What is being asked: Format the data as a numbered list, beginning at the line that contains "Could you please pick out the halter buckle" and running through the end of the data. Omit blank lines and leave the pictures out.

Information provided:
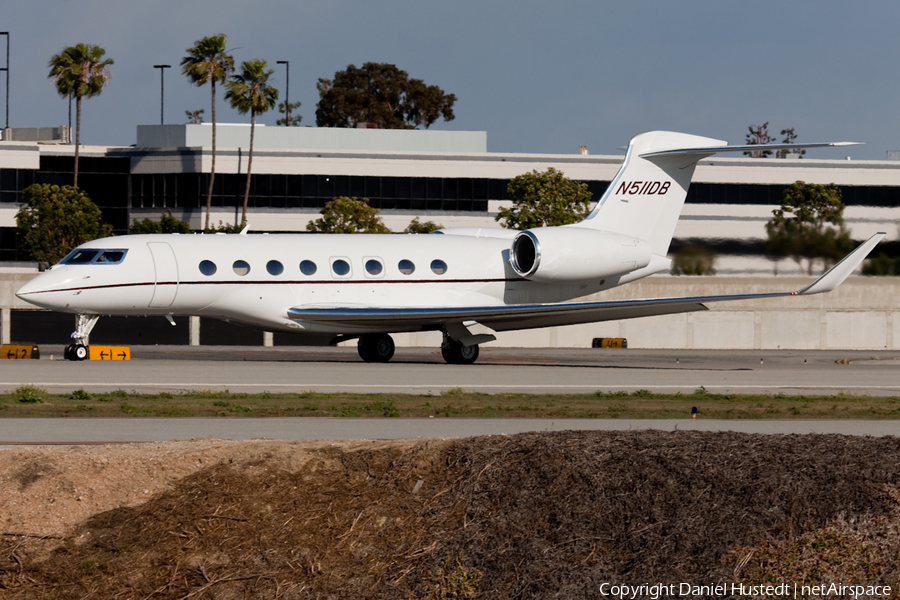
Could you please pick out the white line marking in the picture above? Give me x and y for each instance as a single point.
(464, 386)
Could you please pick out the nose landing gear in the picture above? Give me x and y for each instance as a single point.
(83, 326)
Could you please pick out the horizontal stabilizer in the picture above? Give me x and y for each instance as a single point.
(710, 150)
(836, 275)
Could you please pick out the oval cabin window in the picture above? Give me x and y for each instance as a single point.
(374, 267)
(340, 267)
(241, 267)
(208, 267)
(308, 267)
(274, 267)
(406, 267)
(439, 267)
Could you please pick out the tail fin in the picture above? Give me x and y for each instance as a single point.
(645, 198)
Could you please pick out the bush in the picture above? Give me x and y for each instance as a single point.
(80, 395)
(29, 394)
(694, 260)
(53, 220)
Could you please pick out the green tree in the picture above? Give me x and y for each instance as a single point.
(542, 199)
(167, 223)
(79, 71)
(417, 226)
(790, 136)
(759, 134)
(249, 91)
(348, 215)
(809, 225)
(380, 93)
(53, 220)
(208, 62)
(289, 119)
(195, 117)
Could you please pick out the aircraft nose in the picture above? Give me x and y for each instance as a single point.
(31, 291)
(28, 288)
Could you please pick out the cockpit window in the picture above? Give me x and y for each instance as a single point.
(111, 256)
(80, 257)
(97, 257)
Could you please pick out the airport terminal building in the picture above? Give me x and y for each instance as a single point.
(444, 176)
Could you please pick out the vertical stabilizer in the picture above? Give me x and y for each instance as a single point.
(645, 198)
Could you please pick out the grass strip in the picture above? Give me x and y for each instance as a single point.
(31, 401)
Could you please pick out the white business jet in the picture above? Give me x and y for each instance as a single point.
(368, 286)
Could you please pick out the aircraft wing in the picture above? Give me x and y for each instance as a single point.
(527, 316)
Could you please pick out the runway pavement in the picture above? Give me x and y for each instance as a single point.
(422, 371)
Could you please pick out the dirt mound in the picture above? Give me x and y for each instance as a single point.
(551, 515)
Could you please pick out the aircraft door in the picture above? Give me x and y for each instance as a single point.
(166, 269)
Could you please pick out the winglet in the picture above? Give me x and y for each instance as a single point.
(836, 275)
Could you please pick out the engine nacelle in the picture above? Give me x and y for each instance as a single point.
(550, 254)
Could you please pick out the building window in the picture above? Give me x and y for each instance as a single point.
(208, 267)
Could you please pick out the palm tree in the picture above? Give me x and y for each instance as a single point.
(207, 61)
(250, 91)
(79, 71)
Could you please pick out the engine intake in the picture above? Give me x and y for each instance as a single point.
(575, 254)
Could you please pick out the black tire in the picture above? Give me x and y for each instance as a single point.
(375, 348)
(457, 354)
(79, 352)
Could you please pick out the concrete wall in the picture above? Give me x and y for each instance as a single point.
(864, 313)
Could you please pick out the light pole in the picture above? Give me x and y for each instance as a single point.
(162, 88)
(287, 91)
(6, 68)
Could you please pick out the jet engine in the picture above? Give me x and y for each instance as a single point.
(549, 254)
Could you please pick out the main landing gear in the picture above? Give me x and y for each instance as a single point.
(457, 353)
(379, 347)
(376, 347)
(83, 326)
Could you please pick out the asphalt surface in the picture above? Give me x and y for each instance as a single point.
(156, 369)
(423, 371)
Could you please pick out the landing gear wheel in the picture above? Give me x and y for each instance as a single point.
(456, 353)
(375, 348)
(78, 352)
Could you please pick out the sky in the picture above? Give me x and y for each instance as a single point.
(537, 76)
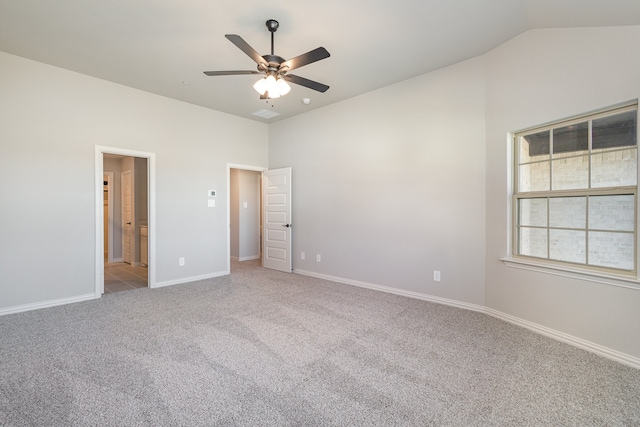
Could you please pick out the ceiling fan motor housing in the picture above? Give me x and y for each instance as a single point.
(272, 25)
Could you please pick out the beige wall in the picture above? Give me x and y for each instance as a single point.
(50, 122)
(389, 186)
(539, 77)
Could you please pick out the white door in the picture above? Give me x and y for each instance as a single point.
(276, 253)
(127, 216)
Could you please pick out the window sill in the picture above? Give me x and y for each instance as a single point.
(619, 280)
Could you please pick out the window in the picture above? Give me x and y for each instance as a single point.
(576, 193)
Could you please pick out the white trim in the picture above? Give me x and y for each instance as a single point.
(110, 185)
(190, 279)
(600, 350)
(151, 207)
(241, 167)
(410, 294)
(46, 304)
(589, 346)
(628, 282)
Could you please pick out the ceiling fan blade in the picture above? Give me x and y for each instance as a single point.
(244, 46)
(230, 73)
(305, 59)
(306, 82)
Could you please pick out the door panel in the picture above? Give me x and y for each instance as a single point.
(277, 219)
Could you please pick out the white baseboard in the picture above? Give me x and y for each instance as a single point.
(46, 304)
(410, 294)
(598, 349)
(190, 279)
(592, 347)
(246, 258)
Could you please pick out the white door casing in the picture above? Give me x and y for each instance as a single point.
(100, 151)
(276, 253)
(127, 216)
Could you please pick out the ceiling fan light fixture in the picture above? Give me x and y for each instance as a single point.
(260, 86)
(283, 86)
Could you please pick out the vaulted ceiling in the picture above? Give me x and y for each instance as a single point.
(163, 46)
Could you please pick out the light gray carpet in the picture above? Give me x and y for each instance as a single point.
(262, 348)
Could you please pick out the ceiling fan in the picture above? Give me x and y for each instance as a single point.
(275, 68)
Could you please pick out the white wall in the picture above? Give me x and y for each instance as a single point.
(538, 77)
(50, 122)
(389, 186)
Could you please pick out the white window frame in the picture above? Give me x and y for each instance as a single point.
(582, 271)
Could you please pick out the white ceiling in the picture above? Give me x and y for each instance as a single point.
(163, 46)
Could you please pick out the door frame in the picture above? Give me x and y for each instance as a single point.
(132, 201)
(110, 178)
(241, 167)
(99, 212)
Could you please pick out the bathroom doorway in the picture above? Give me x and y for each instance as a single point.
(126, 220)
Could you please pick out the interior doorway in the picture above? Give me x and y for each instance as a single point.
(244, 213)
(125, 220)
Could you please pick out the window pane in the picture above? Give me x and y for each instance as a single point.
(614, 168)
(532, 212)
(571, 173)
(532, 242)
(568, 212)
(534, 147)
(571, 140)
(611, 249)
(567, 245)
(615, 131)
(612, 212)
(534, 177)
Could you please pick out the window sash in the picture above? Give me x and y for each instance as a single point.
(580, 234)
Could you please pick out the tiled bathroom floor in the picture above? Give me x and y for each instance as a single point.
(120, 276)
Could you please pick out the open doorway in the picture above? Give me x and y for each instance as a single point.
(245, 214)
(126, 243)
(125, 220)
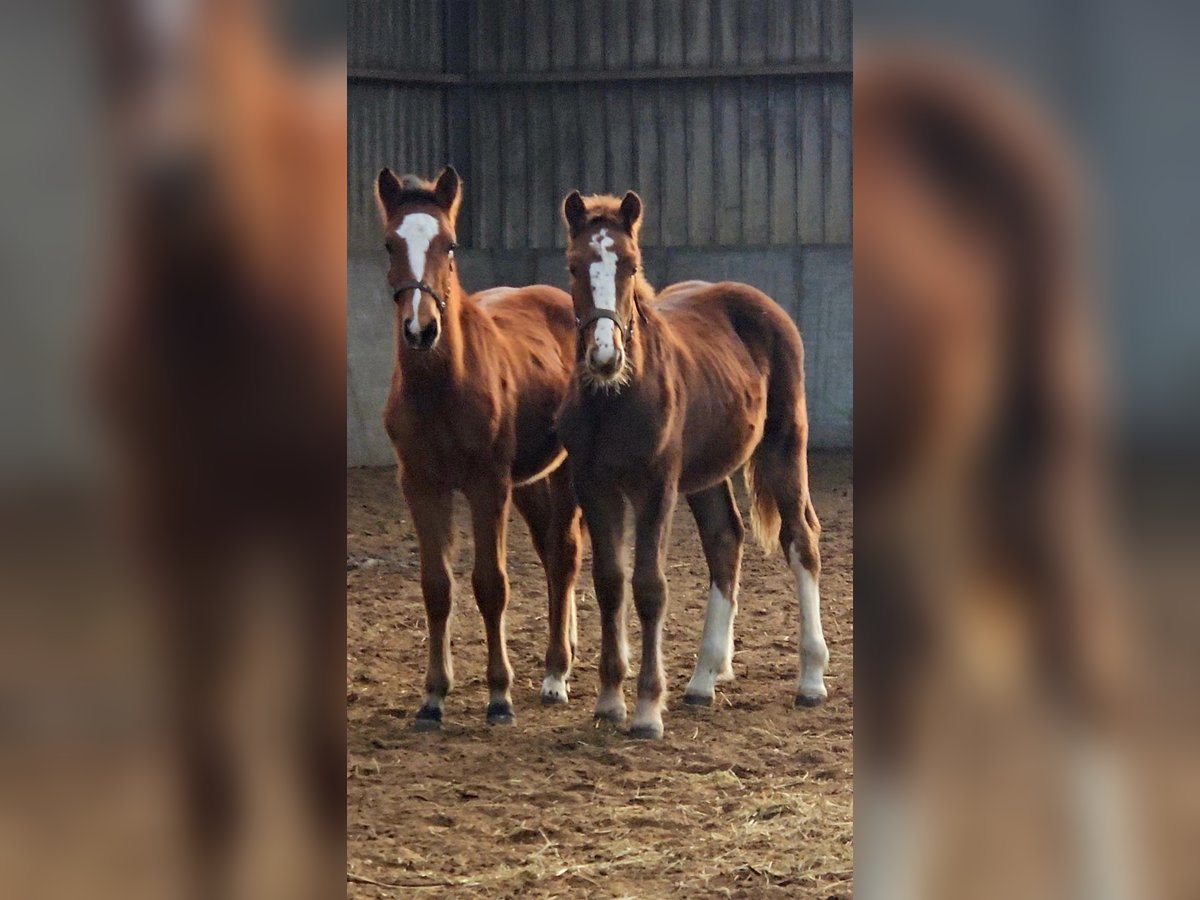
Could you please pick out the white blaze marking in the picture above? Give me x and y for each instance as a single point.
(418, 229)
(714, 661)
(553, 688)
(814, 653)
(604, 293)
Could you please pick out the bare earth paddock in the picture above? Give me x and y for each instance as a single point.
(750, 798)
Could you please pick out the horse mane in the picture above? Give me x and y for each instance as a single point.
(605, 209)
(413, 189)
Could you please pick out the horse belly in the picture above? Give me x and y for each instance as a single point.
(719, 437)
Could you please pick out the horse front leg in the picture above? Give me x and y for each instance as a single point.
(431, 509)
(653, 509)
(604, 509)
(489, 501)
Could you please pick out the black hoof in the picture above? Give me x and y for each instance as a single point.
(646, 732)
(499, 713)
(427, 719)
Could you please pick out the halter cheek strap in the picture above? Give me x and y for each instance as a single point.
(425, 288)
(597, 315)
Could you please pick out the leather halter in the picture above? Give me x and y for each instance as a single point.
(424, 287)
(598, 313)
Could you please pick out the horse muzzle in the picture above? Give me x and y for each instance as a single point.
(425, 339)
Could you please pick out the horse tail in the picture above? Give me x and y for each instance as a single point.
(775, 472)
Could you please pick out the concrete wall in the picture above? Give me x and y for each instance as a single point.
(814, 283)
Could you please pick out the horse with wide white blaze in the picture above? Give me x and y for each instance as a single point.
(673, 394)
(474, 393)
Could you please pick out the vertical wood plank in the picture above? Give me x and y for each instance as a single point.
(569, 141)
(613, 29)
(513, 166)
(810, 123)
(755, 197)
(489, 175)
(839, 30)
(671, 34)
(781, 125)
(619, 139)
(673, 166)
(697, 33)
(780, 30)
(725, 31)
(485, 57)
(543, 202)
(593, 108)
(753, 31)
(727, 163)
(809, 45)
(646, 177)
(513, 33)
(645, 34)
(537, 35)
(839, 178)
(563, 36)
(700, 163)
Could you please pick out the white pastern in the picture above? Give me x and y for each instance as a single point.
(714, 663)
(604, 293)
(611, 703)
(553, 689)
(418, 231)
(814, 653)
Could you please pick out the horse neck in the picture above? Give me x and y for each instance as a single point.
(445, 363)
(646, 328)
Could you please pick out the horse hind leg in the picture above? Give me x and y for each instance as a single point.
(432, 517)
(723, 535)
(489, 510)
(553, 517)
(799, 535)
(779, 486)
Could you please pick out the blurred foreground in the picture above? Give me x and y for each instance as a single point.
(173, 663)
(1026, 580)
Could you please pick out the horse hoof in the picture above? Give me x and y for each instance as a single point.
(427, 719)
(648, 731)
(553, 691)
(499, 713)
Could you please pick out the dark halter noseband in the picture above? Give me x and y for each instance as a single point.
(425, 288)
(597, 315)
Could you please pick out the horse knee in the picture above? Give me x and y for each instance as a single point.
(436, 587)
(649, 592)
(491, 586)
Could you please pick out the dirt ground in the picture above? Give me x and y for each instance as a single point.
(750, 798)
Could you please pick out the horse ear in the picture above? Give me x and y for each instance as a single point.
(448, 191)
(575, 214)
(631, 213)
(388, 191)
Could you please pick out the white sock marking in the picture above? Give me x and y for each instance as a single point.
(553, 688)
(604, 293)
(418, 229)
(714, 663)
(814, 653)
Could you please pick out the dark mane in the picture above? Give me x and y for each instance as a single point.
(414, 189)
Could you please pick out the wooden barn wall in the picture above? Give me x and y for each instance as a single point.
(731, 118)
(720, 161)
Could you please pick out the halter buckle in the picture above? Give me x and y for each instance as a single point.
(424, 287)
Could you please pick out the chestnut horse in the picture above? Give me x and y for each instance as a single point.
(477, 384)
(675, 396)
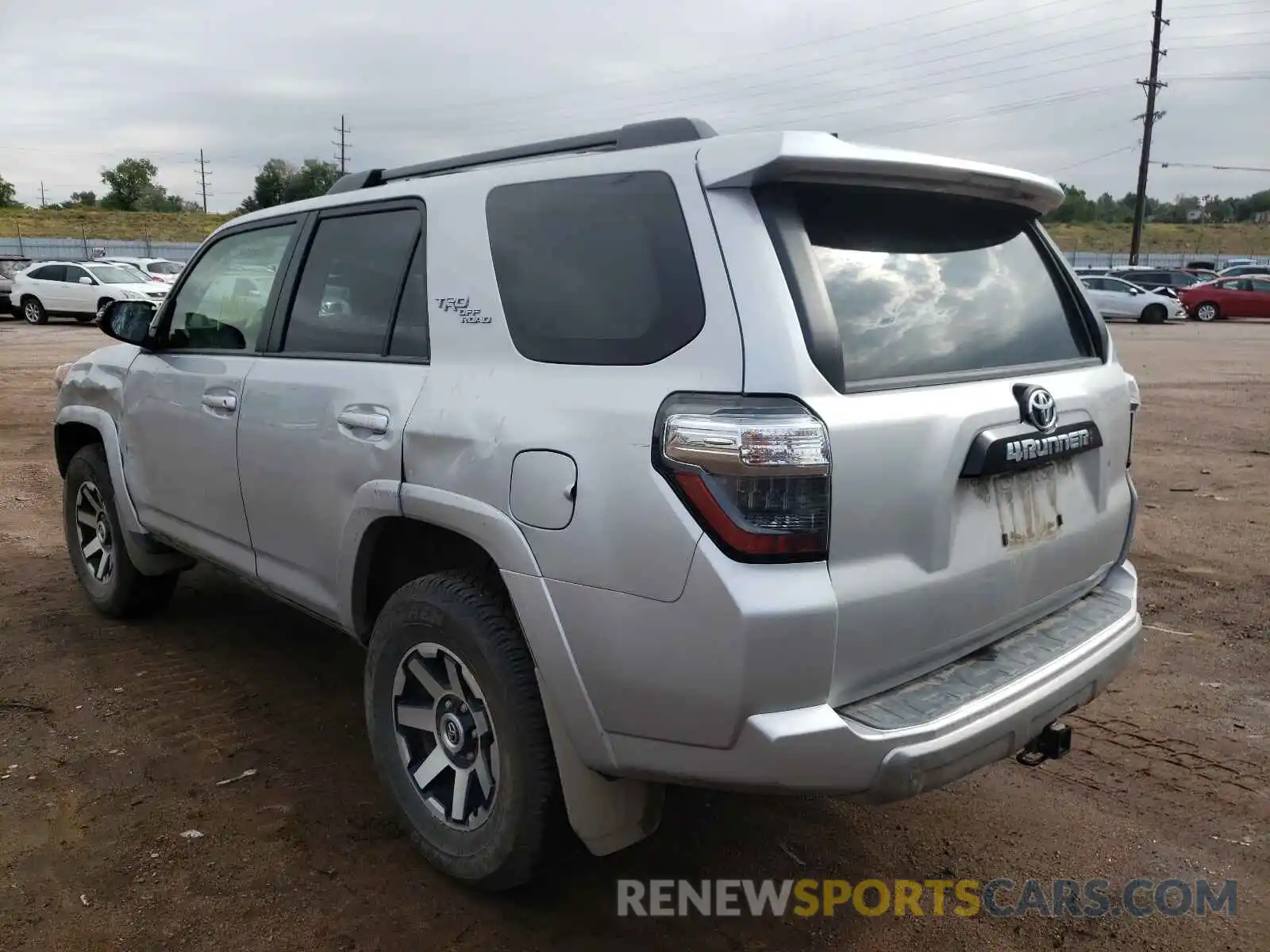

The solution:
1. Could you please pick out the halter buckle in the picture above? Give me x and y for each instance as a single point.
2. (424, 287)
3. Could you please pick out the chestnut horse in the picture above? Give me x and y for each instance as a single point.
4. (477, 384)
5. (675, 396)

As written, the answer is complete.